# Proof

(related to Proposition: Definition of Integers)

Let $$(a,b),(c,d)$$ be ordered pairs of natural numbers. We will prove that the relation defined using addition of natural numbers. \[(a,b)\sim (c,d)\quad\Longleftrightarrow\quad\begin{cases}(a+h,b+h)=(c,d)& or\(a,b)=(c+h,d+h).\end{cases}]`

is an equivalence relation. In other words, the integers as equivalence classes $$[a,b]:=\{(c,d),~(c,d)\sim (a,b)\}$$ are well-defined.

### $$( i )$$ Reflexivity $$(a,b)\sim (a,b)$$

Clearly, $$(a+0,b+0)=(a,b)$$.

__DATA ENTRIES__.
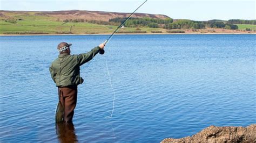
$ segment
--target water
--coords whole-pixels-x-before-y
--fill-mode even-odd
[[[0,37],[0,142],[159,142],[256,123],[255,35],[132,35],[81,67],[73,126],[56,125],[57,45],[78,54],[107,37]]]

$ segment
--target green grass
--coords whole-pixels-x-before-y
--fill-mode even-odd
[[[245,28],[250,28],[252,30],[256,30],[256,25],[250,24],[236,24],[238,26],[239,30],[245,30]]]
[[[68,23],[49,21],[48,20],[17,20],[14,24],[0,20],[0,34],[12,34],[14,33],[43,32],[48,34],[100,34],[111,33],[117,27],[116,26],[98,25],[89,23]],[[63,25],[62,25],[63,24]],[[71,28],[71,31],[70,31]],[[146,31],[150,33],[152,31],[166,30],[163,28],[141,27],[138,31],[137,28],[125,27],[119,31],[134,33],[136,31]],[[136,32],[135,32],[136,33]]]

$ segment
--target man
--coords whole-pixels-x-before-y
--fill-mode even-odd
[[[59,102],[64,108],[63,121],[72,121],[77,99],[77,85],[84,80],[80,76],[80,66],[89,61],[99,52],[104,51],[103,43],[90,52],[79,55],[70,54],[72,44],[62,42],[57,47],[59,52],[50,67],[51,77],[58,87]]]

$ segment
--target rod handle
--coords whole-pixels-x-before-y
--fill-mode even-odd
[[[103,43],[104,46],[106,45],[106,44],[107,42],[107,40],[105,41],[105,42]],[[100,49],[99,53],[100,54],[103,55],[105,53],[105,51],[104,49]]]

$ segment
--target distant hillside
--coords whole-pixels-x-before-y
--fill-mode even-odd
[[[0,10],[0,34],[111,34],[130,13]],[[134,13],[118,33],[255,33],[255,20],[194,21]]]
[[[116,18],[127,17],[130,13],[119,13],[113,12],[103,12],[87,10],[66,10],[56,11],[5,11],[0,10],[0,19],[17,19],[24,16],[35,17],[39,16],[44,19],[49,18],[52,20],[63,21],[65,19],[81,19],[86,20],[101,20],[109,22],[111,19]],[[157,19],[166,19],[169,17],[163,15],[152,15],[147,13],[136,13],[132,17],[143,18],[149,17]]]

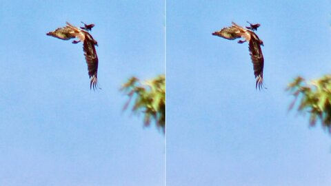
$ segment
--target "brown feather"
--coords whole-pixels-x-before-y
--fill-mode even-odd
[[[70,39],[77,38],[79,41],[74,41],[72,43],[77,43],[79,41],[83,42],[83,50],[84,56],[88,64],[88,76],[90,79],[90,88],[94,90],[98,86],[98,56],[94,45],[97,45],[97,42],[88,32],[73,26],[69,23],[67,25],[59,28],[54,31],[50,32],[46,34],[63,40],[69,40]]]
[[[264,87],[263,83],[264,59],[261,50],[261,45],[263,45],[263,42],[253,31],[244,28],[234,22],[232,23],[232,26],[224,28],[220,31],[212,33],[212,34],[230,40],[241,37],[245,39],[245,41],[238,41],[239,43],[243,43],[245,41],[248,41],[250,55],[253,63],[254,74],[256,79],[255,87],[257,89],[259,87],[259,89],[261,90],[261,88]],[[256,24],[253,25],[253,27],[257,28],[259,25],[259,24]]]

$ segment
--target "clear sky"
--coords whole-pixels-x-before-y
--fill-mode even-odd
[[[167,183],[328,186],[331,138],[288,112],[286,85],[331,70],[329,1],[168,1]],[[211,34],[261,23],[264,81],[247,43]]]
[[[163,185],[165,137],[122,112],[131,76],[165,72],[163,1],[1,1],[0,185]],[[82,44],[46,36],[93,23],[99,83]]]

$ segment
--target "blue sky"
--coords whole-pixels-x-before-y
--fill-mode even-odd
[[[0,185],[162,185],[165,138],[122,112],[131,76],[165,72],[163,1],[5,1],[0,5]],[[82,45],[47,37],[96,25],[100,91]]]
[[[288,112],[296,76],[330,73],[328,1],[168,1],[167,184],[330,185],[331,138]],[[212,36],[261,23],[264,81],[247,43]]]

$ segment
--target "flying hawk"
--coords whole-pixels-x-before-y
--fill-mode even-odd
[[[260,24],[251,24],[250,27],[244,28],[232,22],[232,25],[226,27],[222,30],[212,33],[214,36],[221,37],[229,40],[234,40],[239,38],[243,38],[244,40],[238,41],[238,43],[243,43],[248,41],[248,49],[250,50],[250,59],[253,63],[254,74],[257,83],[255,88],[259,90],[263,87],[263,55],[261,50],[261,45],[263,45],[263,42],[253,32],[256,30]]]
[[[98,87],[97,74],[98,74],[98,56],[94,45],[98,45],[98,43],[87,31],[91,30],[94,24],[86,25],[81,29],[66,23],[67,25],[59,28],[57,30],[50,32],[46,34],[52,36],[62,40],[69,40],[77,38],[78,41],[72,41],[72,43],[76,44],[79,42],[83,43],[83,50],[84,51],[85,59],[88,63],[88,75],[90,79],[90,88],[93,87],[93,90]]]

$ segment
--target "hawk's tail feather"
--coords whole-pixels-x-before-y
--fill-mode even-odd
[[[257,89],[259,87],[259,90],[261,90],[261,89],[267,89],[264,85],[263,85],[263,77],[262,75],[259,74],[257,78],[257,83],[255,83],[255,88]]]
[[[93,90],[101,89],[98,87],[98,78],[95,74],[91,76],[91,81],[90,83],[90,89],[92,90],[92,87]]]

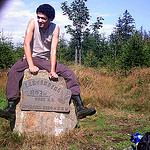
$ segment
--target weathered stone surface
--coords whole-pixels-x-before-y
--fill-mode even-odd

__YOUR TASK__.
Can you reproduce everything in the integers proof above from "(related to Proposition: Definition" down to "Clearly, $$(a+0,b+0)=(a,b)$$.", word for word?

__RIGHT ANSWER__.
(related to Proposition: Definition of Integers)

Let $$(a,b),(c,d)$$ be ordered pairs of natural numbers. We will prove that the relation defined using addition of natural numbers. \[(a,b)\sim (c,d)\quad\Longleftrightarrow\quad\begin{cases}(a+h,b+h)=(c,d)& or\(a,b)=(c+h,d+h).\end{cases}]`

is an equivalence relation. In other words, the integers as equivalence classes $$[a,b]:=\{(c,d),~(c,d)\sim (a,b)\}$$ are well-defined.

### $$( i )$$ Reflexivity $$(a,b)\sim (a,b)$$

Clearly, $$(a+0,b+0)=(a,b)$$.